▸ JOB ITEM: Return every line of the items below unchanged, character for character.

▸ SUPPLIED RECORDS:
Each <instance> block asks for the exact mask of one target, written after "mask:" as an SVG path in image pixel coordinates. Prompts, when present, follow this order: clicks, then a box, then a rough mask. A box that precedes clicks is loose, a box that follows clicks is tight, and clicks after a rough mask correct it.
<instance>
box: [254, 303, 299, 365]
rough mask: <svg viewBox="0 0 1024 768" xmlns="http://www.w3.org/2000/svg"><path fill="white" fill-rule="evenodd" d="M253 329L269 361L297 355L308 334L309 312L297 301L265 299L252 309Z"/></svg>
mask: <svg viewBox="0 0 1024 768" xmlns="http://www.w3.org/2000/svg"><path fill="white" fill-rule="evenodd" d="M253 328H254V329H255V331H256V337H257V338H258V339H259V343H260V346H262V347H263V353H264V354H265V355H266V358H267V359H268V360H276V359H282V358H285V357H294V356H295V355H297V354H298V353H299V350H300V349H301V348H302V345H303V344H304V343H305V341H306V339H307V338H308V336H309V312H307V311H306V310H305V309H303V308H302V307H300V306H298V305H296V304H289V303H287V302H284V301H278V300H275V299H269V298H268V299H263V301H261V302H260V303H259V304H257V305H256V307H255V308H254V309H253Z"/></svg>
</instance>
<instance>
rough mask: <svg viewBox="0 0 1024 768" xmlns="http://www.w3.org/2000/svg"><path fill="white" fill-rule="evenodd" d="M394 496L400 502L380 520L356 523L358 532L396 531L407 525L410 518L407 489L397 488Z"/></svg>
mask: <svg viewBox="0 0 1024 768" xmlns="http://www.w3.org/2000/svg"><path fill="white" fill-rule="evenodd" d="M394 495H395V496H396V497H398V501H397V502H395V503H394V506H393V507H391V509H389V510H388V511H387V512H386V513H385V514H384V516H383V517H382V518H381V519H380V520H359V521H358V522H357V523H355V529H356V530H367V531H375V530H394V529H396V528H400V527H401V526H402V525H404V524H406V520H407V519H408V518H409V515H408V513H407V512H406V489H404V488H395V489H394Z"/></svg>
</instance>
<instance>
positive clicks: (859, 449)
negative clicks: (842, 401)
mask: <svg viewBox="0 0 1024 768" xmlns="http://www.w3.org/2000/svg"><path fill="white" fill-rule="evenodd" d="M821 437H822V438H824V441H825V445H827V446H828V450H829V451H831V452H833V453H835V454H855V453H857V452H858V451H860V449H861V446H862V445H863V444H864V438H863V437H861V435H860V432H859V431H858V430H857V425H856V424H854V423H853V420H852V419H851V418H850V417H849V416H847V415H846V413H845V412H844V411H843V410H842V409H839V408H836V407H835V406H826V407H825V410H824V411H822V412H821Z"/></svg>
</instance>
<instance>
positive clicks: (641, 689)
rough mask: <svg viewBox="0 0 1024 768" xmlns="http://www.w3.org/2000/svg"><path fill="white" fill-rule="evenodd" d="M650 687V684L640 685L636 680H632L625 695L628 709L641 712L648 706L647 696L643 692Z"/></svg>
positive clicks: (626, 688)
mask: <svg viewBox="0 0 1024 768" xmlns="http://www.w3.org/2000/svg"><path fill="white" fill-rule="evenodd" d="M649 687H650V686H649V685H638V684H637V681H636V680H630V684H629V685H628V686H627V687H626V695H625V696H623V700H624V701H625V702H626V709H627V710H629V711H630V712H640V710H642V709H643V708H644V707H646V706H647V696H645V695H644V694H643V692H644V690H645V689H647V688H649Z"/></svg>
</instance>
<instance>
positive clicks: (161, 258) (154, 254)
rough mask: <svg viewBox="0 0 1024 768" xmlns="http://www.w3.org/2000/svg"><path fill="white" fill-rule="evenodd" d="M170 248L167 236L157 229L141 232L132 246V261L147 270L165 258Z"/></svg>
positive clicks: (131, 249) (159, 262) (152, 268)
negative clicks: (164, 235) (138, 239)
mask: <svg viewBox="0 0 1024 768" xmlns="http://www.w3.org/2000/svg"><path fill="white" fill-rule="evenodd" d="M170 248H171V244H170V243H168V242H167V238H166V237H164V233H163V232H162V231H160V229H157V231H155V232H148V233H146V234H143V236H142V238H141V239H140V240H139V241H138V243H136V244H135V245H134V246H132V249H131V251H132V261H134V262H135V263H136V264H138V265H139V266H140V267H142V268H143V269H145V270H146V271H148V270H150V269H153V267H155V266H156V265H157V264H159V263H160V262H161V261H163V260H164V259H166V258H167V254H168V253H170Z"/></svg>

▸ THE COMPLETED TASK:
Each <instance> block asks for the exact mask of one target, written after "mask:" as an SVG path in image pixel coordinates. Prompts, when present, follow this order: clicks, then a box, then a rough mask. A box that precedes clicks is loose, a box that follows clicks is tight, and clicks after a rough mask correct it.
<instance>
box: [254, 303, 299, 365]
rough mask: <svg viewBox="0 0 1024 768" xmlns="http://www.w3.org/2000/svg"><path fill="white" fill-rule="evenodd" d="M253 329L269 361L297 355L308 334L309 312L297 301L265 299L252 309Z"/></svg>
mask: <svg viewBox="0 0 1024 768" xmlns="http://www.w3.org/2000/svg"><path fill="white" fill-rule="evenodd" d="M253 328H254V329H255V331H256V337H257V338H258V339H259V343H260V346H262V347H263V353H264V354H265V355H266V358H267V359H268V360H276V359H282V358H285V357H294V356H295V355H297V354H298V353H299V350H300V349H301V348H302V345H303V344H304V343H305V341H306V339H307V338H308V336H309V312H307V311H306V310H305V309H303V308H302V307H300V306H298V305H296V304H289V303H287V302H284V301H278V300H275V299H269V298H268V299H263V301H261V302H260V303H259V304H257V305H256V307H255V308H254V309H253Z"/></svg>
</instance>
<instance>
rough mask: <svg viewBox="0 0 1024 768" xmlns="http://www.w3.org/2000/svg"><path fill="white" fill-rule="evenodd" d="M394 496L400 502L380 520L356 523L358 532L396 531L407 525L410 518L407 489L397 488Z"/></svg>
mask: <svg viewBox="0 0 1024 768" xmlns="http://www.w3.org/2000/svg"><path fill="white" fill-rule="evenodd" d="M394 495H395V496H396V497H398V501H397V502H395V503H394V506H393V507H391V509H389V510H388V511H387V512H386V513H385V514H384V516H383V517H382V518H381V519H380V520H359V521H358V522H357V523H355V529H356V530H367V531H375V530H394V529H396V528H400V527H401V526H402V525H404V524H406V520H407V519H408V518H409V515H408V513H407V512H406V489H404V488H395V489H394Z"/></svg>
</instance>
<instance>
positive clicks: (859, 449)
negative clicks: (842, 401)
mask: <svg viewBox="0 0 1024 768" xmlns="http://www.w3.org/2000/svg"><path fill="white" fill-rule="evenodd" d="M821 437H822V438H824V441H825V445H827V446H828V450H829V451H831V452H833V453H835V454H855V453H857V452H858V451H860V449H861V446H862V445H863V444H864V438H863V437H861V435H860V432H859V431H858V430H857V425H856V424H854V423H853V420H852V419H851V418H850V417H849V416H847V415H846V413H845V412H844V411H843V410H842V409H839V408H836V407H835V406H826V407H825V410H824V411H822V412H821Z"/></svg>
</instance>
<instance>
positive clicks: (641, 689)
rough mask: <svg viewBox="0 0 1024 768" xmlns="http://www.w3.org/2000/svg"><path fill="white" fill-rule="evenodd" d="M650 687V684L640 685L636 680H632L625 695L628 709L641 712L648 706L647 696L643 692Z"/></svg>
positive clicks: (626, 688)
mask: <svg viewBox="0 0 1024 768" xmlns="http://www.w3.org/2000/svg"><path fill="white" fill-rule="evenodd" d="M649 687H650V686H649V685H638V684H637V681H636V680H630V684H629V685H628V686H627V687H626V695H625V696H623V700H624V701H625V702H626V709H627V710H629V711H630V712H640V710H642V709H643V708H644V707H646V706H647V696H645V695H644V694H643V692H644V690H645V689H647V688H649Z"/></svg>
</instance>
<instance>
positive clicks: (161, 258) (154, 254)
rough mask: <svg viewBox="0 0 1024 768" xmlns="http://www.w3.org/2000/svg"><path fill="white" fill-rule="evenodd" d="M170 248L167 236L157 229L141 232L132 246V261L147 270L165 258Z"/></svg>
positive clicks: (131, 249) (159, 262) (152, 268)
negative clicks: (164, 235) (138, 239)
mask: <svg viewBox="0 0 1024 768" xmlns="http://www.w3.org/2000/svg"><path fill="white" fill-rule="evenodd" d="M170 248H171V244H170V243H168V242H167V238H166V237H164V233H163V232H162V231H160V229H157V231H155V232H148V233H146V234H143V236H142V238H141V239H140V240H139V241H138V243H136V244H135V245H134V246H132V249H131V251H132V261H134V262H135V263H136V264H138V265H139V266H140V267H142V268H143V269H145V270H146V271H148V270H150V269H153V267H155V266H156V265H157V264H159V263H160V262H161V261H163V260H164V259H166V258H167V254H168V253H170Z"/></svg>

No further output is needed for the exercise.